3. L'indicible m'amène à la philosophie, qui fut l'une des mes passions entre 18 et 23 ans. L'indicible selon Platon, l'indicible selon Kant, ou ce satané Heidegger (« dasein, dasein »)... J'ai à peu près fait le tour de ce que cette discipline pouvait m'apporter. Notre époque ayant le terrible privilège d'être la seule à être dépourvue de sang neuf, mes compagnons de voyage se réduisent à d'illustres momies, pour lesquelles j'ai la plus grande révérence: principalement Héraclite, Aristote, Bergson, Nietzsche et Kierkegaard. Si quelqu'un, ici, se sent des affinités, qu'il n'hésite pas à me le dire! Il est quasi-impossible, aujourd'hui, d'avoir un échange autour de ces philosophes, soit parce que personne ne les connaît, soit parce que ceux qui les ont lus n'y ont rien compris.
4. La métaphysique. Si elle est historiquement une branche de la philosophie, elle s'en est détachée depuis bien longtemps, pour le plus grand malheur de cette-dernière. Je ne suis pas religieux, ni athée, ni-même déiste. Je remarque simplement qu'il y a des patterns dans le réel ; quelque chose qui le structure, et que j'aimerais comprendre. Le peu de compréhension que nous en avions s'est drôlement dissout. Privilège de notre merveilleuse époque, one more.

--

- **Exercice 1**: Dans l'extrait sur la philosophie, quels philosophes sont présentés comme les principaux compagnons de voyage ? Donnez-les tous.
- **Exercice 2**: Reprenez le passage de l'extrait qui commence par « 4. La métaphysique. » et se termine après « époque, one more. », en y remplaçant « patterns » par « motifs ».
- **Exercice 3**: Résumez sous forme de liste le paragraphe de l'extrait qui commence par « 4. La métaphysique », sans perdre ses faits principaux.
Servez-vous uniquement de l'extrait pour répondre.

--

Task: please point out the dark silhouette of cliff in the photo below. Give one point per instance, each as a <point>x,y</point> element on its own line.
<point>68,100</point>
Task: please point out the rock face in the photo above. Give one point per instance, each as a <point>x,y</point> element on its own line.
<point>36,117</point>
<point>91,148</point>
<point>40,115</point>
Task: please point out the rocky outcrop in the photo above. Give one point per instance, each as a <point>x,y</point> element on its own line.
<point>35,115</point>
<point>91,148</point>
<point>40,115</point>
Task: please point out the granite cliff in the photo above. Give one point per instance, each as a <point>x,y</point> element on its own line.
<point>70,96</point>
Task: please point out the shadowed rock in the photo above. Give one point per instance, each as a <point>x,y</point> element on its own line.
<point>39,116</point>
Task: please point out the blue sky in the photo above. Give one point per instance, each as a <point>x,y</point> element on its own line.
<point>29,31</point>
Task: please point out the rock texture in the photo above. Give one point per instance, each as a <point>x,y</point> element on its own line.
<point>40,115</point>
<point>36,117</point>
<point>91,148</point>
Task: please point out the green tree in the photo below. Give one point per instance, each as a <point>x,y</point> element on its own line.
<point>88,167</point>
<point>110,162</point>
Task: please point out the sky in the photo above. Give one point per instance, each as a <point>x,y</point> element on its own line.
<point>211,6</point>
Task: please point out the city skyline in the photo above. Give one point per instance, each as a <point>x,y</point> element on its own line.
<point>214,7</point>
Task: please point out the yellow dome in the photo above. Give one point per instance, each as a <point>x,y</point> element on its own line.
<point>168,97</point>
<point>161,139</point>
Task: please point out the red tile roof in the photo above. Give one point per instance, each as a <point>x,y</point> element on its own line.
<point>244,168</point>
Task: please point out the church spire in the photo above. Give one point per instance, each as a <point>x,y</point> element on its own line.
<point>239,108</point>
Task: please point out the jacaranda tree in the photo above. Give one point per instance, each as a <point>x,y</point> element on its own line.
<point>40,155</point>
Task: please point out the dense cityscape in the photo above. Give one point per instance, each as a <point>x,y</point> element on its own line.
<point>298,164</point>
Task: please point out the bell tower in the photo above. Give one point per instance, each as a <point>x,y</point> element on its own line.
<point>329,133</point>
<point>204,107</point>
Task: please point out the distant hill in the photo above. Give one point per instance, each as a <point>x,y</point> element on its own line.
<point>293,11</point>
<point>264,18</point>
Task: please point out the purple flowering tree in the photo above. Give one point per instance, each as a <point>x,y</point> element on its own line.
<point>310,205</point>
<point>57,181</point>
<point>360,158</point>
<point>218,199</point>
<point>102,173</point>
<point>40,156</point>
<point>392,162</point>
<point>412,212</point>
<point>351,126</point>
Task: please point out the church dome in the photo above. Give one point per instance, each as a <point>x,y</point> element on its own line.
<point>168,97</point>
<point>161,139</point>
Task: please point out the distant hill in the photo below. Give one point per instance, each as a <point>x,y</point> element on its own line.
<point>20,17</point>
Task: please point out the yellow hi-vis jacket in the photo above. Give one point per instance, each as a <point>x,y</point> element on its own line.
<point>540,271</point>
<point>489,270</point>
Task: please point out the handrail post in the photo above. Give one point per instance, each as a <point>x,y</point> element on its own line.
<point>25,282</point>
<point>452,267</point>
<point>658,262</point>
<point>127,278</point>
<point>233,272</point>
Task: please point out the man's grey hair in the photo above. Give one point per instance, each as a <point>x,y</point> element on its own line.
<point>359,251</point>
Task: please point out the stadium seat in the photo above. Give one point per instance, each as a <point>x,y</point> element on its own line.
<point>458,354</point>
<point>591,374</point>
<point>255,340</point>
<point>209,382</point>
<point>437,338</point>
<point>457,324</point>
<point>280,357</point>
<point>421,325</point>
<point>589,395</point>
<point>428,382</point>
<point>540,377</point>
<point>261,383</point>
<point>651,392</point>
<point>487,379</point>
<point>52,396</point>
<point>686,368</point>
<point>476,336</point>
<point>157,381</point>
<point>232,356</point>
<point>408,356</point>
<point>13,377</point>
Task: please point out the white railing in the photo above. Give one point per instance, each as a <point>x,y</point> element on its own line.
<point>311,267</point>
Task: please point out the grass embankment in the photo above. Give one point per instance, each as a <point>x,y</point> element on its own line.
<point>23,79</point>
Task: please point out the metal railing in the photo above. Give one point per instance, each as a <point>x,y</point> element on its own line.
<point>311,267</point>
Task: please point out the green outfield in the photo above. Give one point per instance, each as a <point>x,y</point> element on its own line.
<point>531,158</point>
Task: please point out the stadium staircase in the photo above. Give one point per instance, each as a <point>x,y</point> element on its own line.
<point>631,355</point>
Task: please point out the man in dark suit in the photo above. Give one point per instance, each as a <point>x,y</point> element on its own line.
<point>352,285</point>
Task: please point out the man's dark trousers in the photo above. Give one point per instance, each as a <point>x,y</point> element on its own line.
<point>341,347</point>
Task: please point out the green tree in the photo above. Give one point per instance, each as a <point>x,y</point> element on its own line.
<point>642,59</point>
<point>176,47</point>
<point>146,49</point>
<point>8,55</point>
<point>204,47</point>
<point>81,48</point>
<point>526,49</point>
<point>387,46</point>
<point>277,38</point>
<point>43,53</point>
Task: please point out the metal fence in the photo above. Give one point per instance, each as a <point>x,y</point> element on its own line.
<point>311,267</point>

--

- **Réponse 1**: Héraclite, Aristote, Bergson, Nietzsche et Kierkegaard.

- **Réponse 2**:
4. La métaphysique. Si elle est historiquement une branche de la philosophie, elle s'en est détachée depuis bien longtemps, pour le plus grand malheur de cette-dernière. Je ne suis pas religieux, ni athée, ni-même déiste. Je remarque simplement qu'il y a des motifs dans le réel ; quelque chose qui le structure, et que j'aimerais comprendre. Le peu de compréhension que nous en avions s'est drôlement dissout. Privilège de notre merveilleuse époque, one more.

- **Réponse 3**:
- Historiquement, la métaphysique est une branche de la philosophie, mais elle s'en est détachée depuis longtemps, au grand malheur de la philosophie.
- Position personnelle : ni religieux, ni athée, ni même déiste.
- Constat : le réel présente des patterns, quelque chose qui le structure et que l'on voudrait comprendre.
- Le peu de compréhension que nous en avions s'est dissous, présenté comme un « privilège » de notre époque.